Requirement: Render each of the records below as a row in a Markdown table with the columns "Row" and "Entry," numbering the rows in order and omitting any blank lines.

Information given:
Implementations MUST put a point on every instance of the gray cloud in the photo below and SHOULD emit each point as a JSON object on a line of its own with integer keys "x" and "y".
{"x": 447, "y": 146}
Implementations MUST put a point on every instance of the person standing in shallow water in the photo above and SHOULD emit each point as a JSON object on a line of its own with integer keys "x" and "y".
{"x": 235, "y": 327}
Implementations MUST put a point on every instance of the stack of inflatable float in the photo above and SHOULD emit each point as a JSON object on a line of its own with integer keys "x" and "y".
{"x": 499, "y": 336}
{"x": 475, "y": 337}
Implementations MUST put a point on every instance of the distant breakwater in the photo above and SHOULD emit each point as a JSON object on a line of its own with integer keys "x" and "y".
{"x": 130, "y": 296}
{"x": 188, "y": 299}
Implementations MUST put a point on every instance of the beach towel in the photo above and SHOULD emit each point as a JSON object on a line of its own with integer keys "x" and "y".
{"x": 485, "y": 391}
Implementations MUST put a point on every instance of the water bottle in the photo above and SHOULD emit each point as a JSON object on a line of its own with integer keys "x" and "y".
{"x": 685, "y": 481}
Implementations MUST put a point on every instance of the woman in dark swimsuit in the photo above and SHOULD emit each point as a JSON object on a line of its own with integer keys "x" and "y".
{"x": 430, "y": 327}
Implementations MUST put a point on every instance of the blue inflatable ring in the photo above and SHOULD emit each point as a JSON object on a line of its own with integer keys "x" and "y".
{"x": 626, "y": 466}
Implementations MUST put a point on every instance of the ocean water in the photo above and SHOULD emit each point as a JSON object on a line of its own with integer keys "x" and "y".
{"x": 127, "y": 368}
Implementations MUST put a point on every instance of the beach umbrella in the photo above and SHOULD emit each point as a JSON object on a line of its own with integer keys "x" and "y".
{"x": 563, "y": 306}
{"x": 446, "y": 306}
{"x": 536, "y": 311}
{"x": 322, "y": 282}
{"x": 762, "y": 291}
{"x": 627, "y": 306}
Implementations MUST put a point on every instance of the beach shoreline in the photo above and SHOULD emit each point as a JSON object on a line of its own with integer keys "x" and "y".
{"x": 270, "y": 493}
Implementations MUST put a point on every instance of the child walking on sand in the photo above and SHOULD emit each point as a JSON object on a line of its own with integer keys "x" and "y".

Output:
| Row | Entry |
|---|---|
| 1 | Implementations MUST put a point on every instance of the gray cloud in the photo below and SHOULD emit each point as a JSON object on a line of its own with integer keys "x" and "y". |
| 2 | {"x": 447, "y": 146} |
| 3 | Implementations MUST put a point on every instance of the person standing in shallow water in the photo above and SHOULD emit each point as a JSON object on a line of its own with integer keys "x" and "y". |
| 4 | {"x": 235, "y": 327} |
| 5 | Implementations MUST put a point on every instance of the stack of inflatable float in the photo above and SHOULD emit each point as a JSON object on a line of its own with integer keys "x" and "y". |
| 6 | {"x": 499, "y": 336} |
| 7 | {"x": 475, "y": 337} |
| 8 | Implementations MUST put a point on every instance of the distant breakwater in the photo above and SHOULD emit each point as a JSON object on a line of its own with integer keys "x" and "y". |
| 9 | {"x": 130, "y": 296} |
| 10 | {"x": 188, "y": 299} |
| 11 | Implementations MUST put a point on every instance of the beach towel in the photo above and SHOULD emit each point as a JSON object on a line of its own with integer keys "x" and "y". |
| 12 | {"x": 485, "y": 391} |
| 13 | Implementations MUST put a point on every instance of the water bottle in the photo above and SHOULD emit each point as a JSON object on a line of its own with integer keys "x" and "y". |
| 14 | {"x": 685, "y": 481} |
| 15 | Implementations MUST put a point on every instance of the woman in dark swimsuit in the photo above and SHOULD emit each point as a JSON object on a line of its own with integer keys "x" and "y". |
| 16 | {"x": 430, "y": 327} |
| 17 | Implementations MUST put a point on every instance of the blue inflatable ring in the photo above and SHOULD emit each point as a JSON object on a line of its own with integer keys "x" and "y". |
| 18 | {"x": 626, "y": 466} |
| 19 | Implementations MUST put a point on every instance of the ocean water in the photo above and SHOULD emit each point as a JSON object on a line of its own with integer keys "x" and "y". |
| 20 | {"x": 127, "y": 368} |
| 21 | Implementations MUST put a point on every instance of the beach umbrella in the photo above and SHOULD emit each point as a JSON object on a line of its own with integer keys "x" and "y". |
| 22 | {"x": 563, "y": 306} |
| 23 | {"x": 446, "y": 306} |
| 24 | {"x": 536, "y": 311} |
| 25 | {"x": 322, "y": 282} |
| 26 | {"x": 762, "y": 291} |
| 27 | {"x": 627, "y": 306} |
| 28 | Implementations MUST put a point on every instance of the beach shoreline in the photo above and SHOULD emit each point as a JSON object on a line of its own with integer keys "x" and "y". |
| 29 | {"x": 270, "y": 493} |
| 30 | Implementations MUST put a point on every instance of the child walking on sand in the photo above and SHOULD emit each point as a JSON object on a line of its own with integer keys "x" and "y". |